Extracted data entries:
====

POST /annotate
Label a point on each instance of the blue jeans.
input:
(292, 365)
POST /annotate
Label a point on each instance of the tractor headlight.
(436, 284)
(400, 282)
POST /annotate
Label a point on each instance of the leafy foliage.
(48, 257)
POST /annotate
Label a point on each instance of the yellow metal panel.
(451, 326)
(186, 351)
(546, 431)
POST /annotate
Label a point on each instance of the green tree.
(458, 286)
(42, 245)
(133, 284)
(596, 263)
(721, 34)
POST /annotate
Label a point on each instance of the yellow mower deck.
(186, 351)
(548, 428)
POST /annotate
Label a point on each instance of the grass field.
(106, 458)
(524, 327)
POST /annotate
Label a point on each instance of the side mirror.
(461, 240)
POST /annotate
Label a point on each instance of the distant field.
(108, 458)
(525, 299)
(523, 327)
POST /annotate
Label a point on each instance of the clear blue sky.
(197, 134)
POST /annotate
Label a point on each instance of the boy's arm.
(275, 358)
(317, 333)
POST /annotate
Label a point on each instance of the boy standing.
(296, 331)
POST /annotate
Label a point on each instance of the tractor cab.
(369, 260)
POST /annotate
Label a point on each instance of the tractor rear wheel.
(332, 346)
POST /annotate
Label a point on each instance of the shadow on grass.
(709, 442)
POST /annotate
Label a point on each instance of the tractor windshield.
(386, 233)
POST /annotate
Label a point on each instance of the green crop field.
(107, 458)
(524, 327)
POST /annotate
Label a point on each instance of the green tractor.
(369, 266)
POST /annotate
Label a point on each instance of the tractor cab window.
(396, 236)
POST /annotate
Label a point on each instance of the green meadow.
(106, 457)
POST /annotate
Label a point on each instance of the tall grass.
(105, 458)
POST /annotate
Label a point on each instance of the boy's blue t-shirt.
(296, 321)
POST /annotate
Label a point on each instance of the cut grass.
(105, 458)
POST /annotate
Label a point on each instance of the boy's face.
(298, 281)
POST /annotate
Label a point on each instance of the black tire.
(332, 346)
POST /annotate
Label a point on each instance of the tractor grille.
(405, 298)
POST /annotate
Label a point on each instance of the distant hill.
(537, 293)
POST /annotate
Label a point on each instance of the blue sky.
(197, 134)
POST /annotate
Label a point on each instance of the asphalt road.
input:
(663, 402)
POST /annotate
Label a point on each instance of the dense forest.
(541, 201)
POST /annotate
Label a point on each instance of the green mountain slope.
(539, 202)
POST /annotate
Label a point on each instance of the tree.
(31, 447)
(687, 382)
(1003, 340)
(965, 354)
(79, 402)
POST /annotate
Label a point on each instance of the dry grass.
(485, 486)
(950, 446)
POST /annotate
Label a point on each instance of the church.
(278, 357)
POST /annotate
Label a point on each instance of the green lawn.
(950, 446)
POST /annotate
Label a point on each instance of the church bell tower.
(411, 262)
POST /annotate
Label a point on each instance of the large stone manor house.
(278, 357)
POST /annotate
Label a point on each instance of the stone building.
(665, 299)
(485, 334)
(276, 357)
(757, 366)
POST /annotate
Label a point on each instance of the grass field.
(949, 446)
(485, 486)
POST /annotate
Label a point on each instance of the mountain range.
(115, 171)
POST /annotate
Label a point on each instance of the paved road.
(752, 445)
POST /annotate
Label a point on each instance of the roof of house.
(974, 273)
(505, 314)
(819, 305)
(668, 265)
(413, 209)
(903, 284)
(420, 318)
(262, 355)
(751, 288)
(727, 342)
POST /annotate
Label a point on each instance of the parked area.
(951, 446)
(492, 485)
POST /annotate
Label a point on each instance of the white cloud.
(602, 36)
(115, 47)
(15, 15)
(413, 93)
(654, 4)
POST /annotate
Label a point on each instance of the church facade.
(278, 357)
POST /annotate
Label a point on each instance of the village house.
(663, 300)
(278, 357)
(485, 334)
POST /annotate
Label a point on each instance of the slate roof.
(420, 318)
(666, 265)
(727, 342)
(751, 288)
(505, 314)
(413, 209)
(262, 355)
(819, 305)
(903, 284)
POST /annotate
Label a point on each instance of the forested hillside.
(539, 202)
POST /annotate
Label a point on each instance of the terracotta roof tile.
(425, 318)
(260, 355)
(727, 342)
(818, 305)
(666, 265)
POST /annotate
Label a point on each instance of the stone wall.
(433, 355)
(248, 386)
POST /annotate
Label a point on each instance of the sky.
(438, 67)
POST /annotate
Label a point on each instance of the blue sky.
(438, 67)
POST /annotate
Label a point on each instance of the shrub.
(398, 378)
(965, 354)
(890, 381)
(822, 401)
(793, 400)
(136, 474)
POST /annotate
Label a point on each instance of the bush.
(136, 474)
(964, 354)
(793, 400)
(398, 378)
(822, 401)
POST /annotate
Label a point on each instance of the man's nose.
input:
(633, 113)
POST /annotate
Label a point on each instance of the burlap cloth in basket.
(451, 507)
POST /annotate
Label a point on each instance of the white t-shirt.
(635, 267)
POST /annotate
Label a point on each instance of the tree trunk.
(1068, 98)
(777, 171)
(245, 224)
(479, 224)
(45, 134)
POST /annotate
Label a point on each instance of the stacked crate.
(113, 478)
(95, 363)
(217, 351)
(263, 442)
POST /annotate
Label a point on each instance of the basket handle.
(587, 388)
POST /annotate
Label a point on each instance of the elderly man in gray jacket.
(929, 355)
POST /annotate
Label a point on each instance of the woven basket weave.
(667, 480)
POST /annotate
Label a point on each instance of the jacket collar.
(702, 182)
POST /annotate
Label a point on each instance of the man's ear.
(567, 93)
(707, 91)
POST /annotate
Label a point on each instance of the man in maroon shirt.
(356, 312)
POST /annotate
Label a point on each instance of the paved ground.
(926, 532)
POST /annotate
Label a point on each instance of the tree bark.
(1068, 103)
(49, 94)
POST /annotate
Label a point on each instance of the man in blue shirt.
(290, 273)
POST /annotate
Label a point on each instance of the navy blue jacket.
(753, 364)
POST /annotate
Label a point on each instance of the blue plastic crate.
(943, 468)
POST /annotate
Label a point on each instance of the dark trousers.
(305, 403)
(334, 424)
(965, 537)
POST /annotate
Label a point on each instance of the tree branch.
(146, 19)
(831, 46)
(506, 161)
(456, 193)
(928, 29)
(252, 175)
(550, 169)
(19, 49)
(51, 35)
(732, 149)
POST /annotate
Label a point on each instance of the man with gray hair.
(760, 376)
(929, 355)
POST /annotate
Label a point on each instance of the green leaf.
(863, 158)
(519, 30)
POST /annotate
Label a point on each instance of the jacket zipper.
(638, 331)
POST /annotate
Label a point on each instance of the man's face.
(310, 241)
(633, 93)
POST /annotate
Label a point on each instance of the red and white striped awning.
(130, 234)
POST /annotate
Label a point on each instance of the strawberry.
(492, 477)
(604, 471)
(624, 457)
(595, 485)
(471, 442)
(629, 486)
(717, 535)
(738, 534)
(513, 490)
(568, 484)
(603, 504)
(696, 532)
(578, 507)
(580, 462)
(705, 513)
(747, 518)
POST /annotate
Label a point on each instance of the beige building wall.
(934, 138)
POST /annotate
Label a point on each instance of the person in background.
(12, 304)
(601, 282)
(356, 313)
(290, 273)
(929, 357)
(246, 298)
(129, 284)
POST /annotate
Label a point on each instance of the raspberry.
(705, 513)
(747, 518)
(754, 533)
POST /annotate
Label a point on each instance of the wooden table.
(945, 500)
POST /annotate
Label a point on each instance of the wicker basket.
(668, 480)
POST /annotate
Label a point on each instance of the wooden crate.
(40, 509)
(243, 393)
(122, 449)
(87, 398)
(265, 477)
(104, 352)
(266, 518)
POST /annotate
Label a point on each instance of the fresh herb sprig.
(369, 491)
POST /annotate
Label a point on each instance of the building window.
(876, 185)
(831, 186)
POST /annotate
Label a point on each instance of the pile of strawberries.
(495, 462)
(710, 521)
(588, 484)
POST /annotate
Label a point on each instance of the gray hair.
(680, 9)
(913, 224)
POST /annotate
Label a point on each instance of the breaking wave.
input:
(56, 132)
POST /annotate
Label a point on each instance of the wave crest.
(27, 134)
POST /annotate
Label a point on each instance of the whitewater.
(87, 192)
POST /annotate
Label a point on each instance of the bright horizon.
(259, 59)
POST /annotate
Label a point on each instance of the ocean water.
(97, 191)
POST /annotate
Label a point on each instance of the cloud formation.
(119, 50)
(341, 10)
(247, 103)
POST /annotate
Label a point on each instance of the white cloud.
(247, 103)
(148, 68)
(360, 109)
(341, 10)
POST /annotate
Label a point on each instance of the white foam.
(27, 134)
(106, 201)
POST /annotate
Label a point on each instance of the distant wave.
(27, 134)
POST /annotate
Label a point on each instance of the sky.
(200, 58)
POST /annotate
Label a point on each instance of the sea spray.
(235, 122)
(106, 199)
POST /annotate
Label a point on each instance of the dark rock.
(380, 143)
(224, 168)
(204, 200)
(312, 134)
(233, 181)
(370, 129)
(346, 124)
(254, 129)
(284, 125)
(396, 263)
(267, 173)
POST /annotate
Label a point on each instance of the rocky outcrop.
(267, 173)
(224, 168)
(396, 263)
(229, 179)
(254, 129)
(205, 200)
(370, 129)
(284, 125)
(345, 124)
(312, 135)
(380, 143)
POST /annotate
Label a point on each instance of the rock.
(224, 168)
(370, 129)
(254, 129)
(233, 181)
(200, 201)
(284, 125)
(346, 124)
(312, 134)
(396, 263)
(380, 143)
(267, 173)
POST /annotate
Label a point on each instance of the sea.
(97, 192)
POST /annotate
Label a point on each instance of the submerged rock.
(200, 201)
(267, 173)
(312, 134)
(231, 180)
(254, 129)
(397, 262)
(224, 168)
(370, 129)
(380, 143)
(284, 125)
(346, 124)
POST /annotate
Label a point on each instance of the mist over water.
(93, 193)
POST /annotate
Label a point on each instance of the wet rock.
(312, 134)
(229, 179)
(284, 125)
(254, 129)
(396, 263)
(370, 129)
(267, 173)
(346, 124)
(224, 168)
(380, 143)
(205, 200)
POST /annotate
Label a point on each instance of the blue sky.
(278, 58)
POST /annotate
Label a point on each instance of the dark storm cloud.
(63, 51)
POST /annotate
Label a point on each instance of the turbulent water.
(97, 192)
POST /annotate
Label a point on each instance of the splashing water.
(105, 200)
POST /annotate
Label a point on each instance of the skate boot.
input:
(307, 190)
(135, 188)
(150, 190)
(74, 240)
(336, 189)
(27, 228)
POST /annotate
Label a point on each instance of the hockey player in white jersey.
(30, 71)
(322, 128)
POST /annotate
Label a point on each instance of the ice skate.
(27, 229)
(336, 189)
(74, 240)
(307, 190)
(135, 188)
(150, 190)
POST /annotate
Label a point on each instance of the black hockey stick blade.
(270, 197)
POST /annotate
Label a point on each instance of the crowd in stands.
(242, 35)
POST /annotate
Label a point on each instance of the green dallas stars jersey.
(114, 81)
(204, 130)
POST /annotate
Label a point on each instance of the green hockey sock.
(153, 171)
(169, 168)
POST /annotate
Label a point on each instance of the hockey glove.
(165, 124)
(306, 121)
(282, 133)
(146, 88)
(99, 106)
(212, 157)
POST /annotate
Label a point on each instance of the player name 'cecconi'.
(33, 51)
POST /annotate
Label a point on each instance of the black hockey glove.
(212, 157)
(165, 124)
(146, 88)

====

DIRECTIONS:
Extract every line of the entries above that contains the word "building".

RESULT FOR THIS TASK:
Label a point on each instance of the stone building.
Label a point on each instance of the beige building wall.
Label a point on each instance of the building window.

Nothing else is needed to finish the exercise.